◆ **Brief**: Copy out all the entries word for word.

--- start of Material supplied ---

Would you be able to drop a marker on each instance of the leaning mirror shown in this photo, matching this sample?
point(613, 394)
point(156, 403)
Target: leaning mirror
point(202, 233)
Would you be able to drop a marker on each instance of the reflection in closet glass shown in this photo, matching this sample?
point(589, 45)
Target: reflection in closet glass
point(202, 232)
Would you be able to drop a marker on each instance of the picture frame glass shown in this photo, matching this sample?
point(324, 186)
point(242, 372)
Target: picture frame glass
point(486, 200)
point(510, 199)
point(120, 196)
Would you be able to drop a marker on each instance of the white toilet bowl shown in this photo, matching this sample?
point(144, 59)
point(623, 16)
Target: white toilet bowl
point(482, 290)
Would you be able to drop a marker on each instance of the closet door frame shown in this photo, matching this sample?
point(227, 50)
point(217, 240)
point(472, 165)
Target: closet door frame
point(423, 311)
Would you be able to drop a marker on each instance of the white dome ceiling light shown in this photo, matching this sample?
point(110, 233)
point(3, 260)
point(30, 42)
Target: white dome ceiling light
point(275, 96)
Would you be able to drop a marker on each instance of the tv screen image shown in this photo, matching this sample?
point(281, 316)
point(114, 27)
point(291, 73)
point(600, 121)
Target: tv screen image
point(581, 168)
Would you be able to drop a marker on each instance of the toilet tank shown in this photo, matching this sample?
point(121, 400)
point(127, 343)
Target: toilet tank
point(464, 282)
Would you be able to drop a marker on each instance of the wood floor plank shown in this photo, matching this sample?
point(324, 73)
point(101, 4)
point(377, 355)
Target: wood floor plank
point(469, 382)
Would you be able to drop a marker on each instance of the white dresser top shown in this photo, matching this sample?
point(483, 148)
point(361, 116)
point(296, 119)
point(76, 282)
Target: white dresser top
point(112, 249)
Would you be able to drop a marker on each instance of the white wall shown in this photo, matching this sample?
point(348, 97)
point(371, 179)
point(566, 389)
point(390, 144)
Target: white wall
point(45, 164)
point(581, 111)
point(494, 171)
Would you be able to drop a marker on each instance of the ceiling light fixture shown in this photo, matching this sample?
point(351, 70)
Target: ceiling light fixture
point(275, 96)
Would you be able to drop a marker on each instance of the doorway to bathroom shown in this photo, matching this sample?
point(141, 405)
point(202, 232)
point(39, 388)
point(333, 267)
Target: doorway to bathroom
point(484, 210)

--- end of Material supplied ---

◆ **Solution**:
Would you be able to drop a marker on each instance of the leaning mirror shown in this photo, matching this sample?
point(613, 394)
point(156, 403)
Target: leaning mirror
point(202, 233)
Would you be able to drop a marker on each instance of the reflection in closet glass shown in this photo, matching this sample?
point(589, 45)
Target: reflection in closet glass
point(202, 232)
Would you be able to drop a marker on each instance of the picture frame glass shown in this photo, matching this sample?
point(324, 186)
point(242, 372)
Target: picture frame glass
point(486, 200)
point(510, 199)
point(120, 196)
Would you be able to drop a marker on each instance of the white toilet bowl shown in this photo, matching this sample?
point(144, 59)
point(623, 16)
Target: white toilet bowl
point(482, 290)
Would you be able to drop a marker on each instance of the closet door frame shown in this photo, matching this sample?
point(227, 50)
point(217, 240)
point(472, 165)
Target: closet door frame
point(423, 311)
Would you be able to drop a marker on each instance of the white dome ceiling light shown in this photo, matching this sample?
point(110, 233)
point(3, 260)
point(30, 42)
Target: white dome ceiling light
point(275, 96)
Would you be able to drop a marker on each instance of the tv screen image shown in this photo, matching this sample?
point(281, 316)
point(114, 27)
point(291, 73)
point(600, 121)
Target: tv screen image
point(581, 168)
Would you be able to drop a marker on each instance of the toilet tank shown in this photo, matching this sample?
point(121, 400)
point(127, 343)
Target: toilet tank
point(464, 282)
Would you be able to drop a marker on each instance of the wood floor plank shown in this photo, matching this sample?
point(324, 73)
point(101, 4)
point(377, 355)
Target: wood floor plank
point(469, 382)
Would you be able to drop a marker on each instance of the white dresser top shown in this photo, matching this sample?
point(483, 148)
point(361, 116)
point(296, 119)
point(76, 282)
Target: white dresser top
point(112, 249)
Would you be able to drop a marker on each instance of the white wall shown in this photo, matching this sample?
point(348, 97)
point(371, 179)
point(566, 389)
point(390, 144)
Target: white wall
point(45, 164)
point(581, 111)
point(494, 171)
Would you be able to drop a marker on each instance of the ceiling light fixture shown in this photo, matching this sample?
point(351, 70)
Target: ceiling light fixture
point(275, 96)
Would you be able to drop a marker on each instance of the doorway to bathroom shown in this photo, matching this sample?
point(141, 405)
point(202, 232)
point(39, 388)
point(333, 267)
Target: doorway to bathroom
point(484, 210)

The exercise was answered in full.